Do this:
Update all of the material below by replacing every "photo" with "image" and leaving everything else unchanged. Omit the pictures from your version.
────────────────────
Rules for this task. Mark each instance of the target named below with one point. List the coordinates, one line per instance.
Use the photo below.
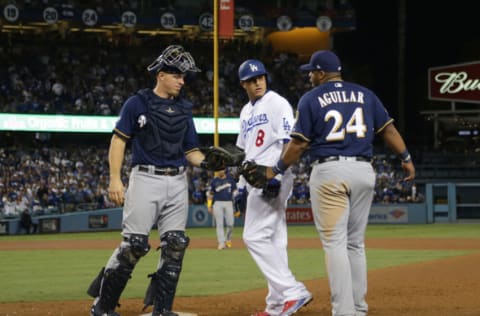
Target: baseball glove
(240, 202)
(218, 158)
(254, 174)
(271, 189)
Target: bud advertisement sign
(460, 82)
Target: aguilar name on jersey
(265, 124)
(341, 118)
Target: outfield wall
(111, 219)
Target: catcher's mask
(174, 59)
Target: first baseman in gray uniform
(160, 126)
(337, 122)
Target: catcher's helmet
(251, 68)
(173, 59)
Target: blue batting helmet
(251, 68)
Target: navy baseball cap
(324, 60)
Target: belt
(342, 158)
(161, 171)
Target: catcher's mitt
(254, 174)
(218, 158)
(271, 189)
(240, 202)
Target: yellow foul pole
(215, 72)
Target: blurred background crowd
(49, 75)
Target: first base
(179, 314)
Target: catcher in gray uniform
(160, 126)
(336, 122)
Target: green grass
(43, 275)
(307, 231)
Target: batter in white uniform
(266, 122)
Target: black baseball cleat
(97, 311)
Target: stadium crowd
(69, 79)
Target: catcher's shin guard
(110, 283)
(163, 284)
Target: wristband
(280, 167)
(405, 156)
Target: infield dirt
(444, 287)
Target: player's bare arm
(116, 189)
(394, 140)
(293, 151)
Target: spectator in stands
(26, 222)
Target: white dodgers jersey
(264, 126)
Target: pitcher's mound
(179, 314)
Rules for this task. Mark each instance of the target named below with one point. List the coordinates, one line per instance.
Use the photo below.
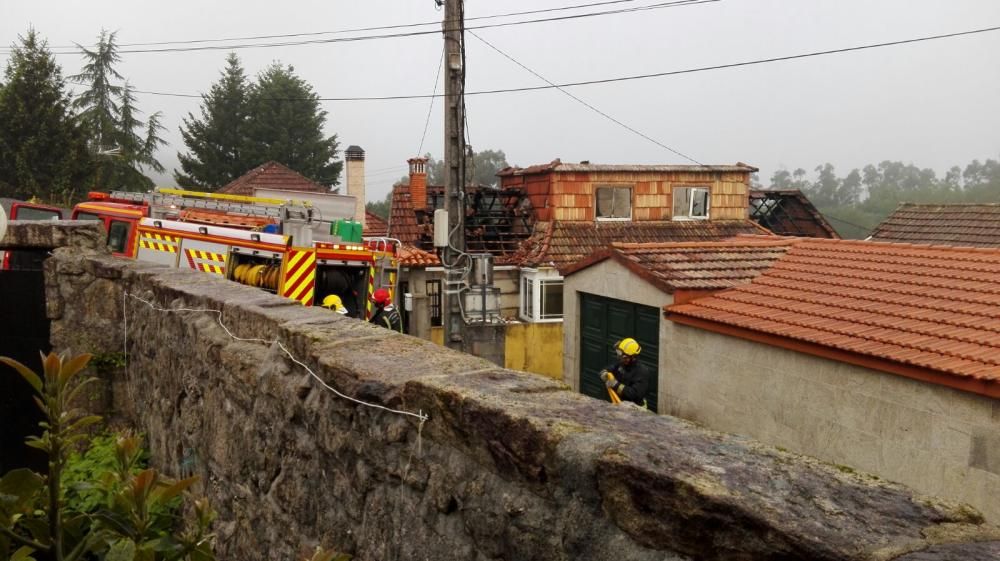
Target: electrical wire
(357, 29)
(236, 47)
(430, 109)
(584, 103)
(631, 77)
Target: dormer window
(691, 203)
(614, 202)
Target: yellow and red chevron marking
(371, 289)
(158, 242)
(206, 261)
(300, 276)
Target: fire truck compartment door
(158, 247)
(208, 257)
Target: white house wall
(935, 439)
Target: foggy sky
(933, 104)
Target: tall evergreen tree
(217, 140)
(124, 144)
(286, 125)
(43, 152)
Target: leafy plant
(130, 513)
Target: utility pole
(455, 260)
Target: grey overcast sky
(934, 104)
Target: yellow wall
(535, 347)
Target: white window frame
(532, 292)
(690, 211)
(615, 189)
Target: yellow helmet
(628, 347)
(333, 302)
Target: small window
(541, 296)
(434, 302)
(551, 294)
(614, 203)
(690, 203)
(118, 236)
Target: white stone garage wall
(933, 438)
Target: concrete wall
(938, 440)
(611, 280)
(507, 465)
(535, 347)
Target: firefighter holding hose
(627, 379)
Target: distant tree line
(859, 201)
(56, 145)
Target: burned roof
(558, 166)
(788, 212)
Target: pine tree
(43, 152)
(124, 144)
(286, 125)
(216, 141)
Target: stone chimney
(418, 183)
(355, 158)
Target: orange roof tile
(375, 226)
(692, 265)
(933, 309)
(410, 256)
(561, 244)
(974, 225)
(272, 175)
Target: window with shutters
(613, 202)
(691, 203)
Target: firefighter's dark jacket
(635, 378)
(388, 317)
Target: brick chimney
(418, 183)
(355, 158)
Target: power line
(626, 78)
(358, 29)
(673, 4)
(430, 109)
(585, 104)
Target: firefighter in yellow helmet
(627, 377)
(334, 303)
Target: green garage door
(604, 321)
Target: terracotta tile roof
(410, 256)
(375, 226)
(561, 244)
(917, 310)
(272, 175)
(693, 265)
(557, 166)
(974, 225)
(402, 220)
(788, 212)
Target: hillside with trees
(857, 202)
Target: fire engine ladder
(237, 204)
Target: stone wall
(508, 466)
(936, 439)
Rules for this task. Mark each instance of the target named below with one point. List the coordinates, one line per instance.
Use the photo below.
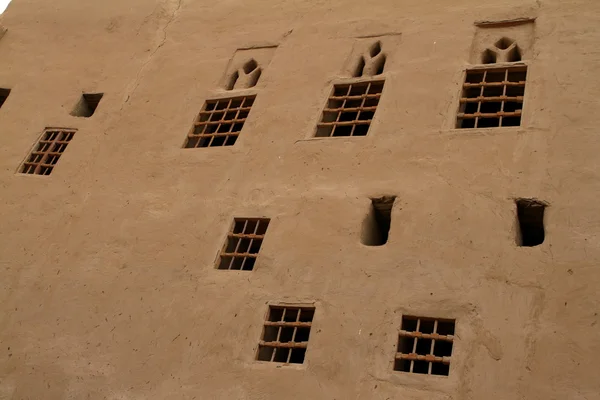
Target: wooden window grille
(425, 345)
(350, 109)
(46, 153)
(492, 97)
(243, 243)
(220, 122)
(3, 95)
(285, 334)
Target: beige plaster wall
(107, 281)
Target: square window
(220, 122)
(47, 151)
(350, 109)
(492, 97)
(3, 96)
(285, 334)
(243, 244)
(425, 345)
────────────────────
Response below:
Rules for this task. Mark each instance of the target named below with one point. List the coordinates, one line per instance.
Use the image below.
Target: baseball glove
(240, 202)
(218, 158)
(254, 174)
(271, 189)
Target: bud advertisement sign
(460, 82)
Target: aguilar name on jersey
(265, 124)
(341, 118)
Target: outfield wall
(111, 219)
Target: catcher's mask
(174, 59)
Target: first baseman in gray uniform
(160, 126)
(337, 122)
Target: catcher's helmet
(251, 68)
(173, 59)
Target: blue batting helmet
(251, 68)
Target: navy baseball cap
(324, 60)
Target: belt
(342, 158)
(161, 171)
Target: catcher's mitt
(254, 174)
(218, 158)
(271, 189)
(240, 202)
Target: yellow foul pole
(215, 72)
Target: blurred background crowd
(49, 75)
Target: first base
(179, 314)
Target: catcher in gray uniform
(160, 126)
(336, 122)
Target: green grass
(43, 275)
(307, 231)
Target: batter in white uniform
(266, 122)
Target: black baseball cleat
(97, 311)
Target: stadium crowd
(69, 79)
Target: catcher's shin guard
(110, 283)
(163, 284)
Target: wristband
(280, 167)
(405, 156)
Target: infield dirt
(444, 287)
Target: player's bare arm
(116, 189)
(394, 140)
(293, 151)
Target: spectator in stands
(26, 222)
Target: white dodgers jersey
(264, 126)
Target: pitcher's mound
(179, 314)
Rules for this task. Mark each instance of the target named below with one point. List the coordinates, one line per instance.
Use the image below.
Target: electrical wire
(357, 29)
(236, 47)
(430, 109)
(584, 103)
(631, 77)
Target: dormer window
(691, 203)
(614, 202)
Target: yellow and red chevron marking
(371, 289)
(158, 242)
(206, 261)
(300, 276)
Target: fire truck compartment door
(158, 247)
(208, 257)
Target: white house wall
(935, 439)
Target: foggy sky
(933, 104)
Target: tall evergreen tree
(217, 140)
(124, 144)
(286, 125)
(43, 152)
Target: leafy plant
(130, 513)
Target: utility pole
(455, 260)
Target: grey overcast sky
(934, 104)
Target: yellow wall
(535, 347)
Target: white window frame
(532, 292)
(690, 211)
(615, 189)
Target: yellow helmet
(628, 347)
(333, 302)
Target: small window
(541, 296)
(434, 302)
(551, 294)
(614, 203)
(690, 203)
(118, 236)
Target: white stone garage wall
(933, 438)
Target: concrete wall
(938, 440)
(611, 280)
(507, 465)
(535, 347)
Target: firefighter holding hose
(627, 379)
Target: distant tree line
(859, 201)
(56, 145)
Target: burned roof
(558, 166)
(788, 212)
Target: pine tree
(43, 152)
(124, 144)
(286, 125)
(216, 141)
Target: stone chimney
(418, 183)
(355, 158)
Target: orange roof tile
(375, 226)
(692, 265)
(933, 309)
(410, 256)
(561, 244)
(974, 225)
(272, 175)
Target: window with shutters
(613, 202)
(691, 203)
Target: firefighter's dark jacket
(635, 378)
(388, 317)
Target: brick chimney
(418, 183)
(355, 158)
Target: power line
(626, 78)
(358, 29)
(673, 4)
(430, 109)
(585, 104)
Target: firefighter in yellow helmet
(627, 377)
(334, 303)
Target: green garage door
(604, 321)
Target: terracotta tile roof
(410, 256)
(375, 226)
(561, 244)
(917, 310)
(272, 175)
(693, 265)
(557, 166)
(974, 225)
(402, 220)
(788, 212)
Target: hillside with trees
(857, 202)
Target: fire engine ladder
(237, 204)
Target: stone wall
(508, 466)
(936, 439)
Rules for this task. Mark each instance of the target named below with one point. List the coordinates, one line per instance.
Use the image below.
Target: wooden window grille
(425, 345)
(350, 109)
(46, 153)
(492, 97)
(243, 243)
(220, 122)
(3, 95)
(285, 334)
Target: beige plaster wall
(107, 281)
Target: square window
(220, 122)
(47, 151)
(350, 109)
(492, 97)
(3, 96)
(285, 334)
(243, 244)
(425, 345)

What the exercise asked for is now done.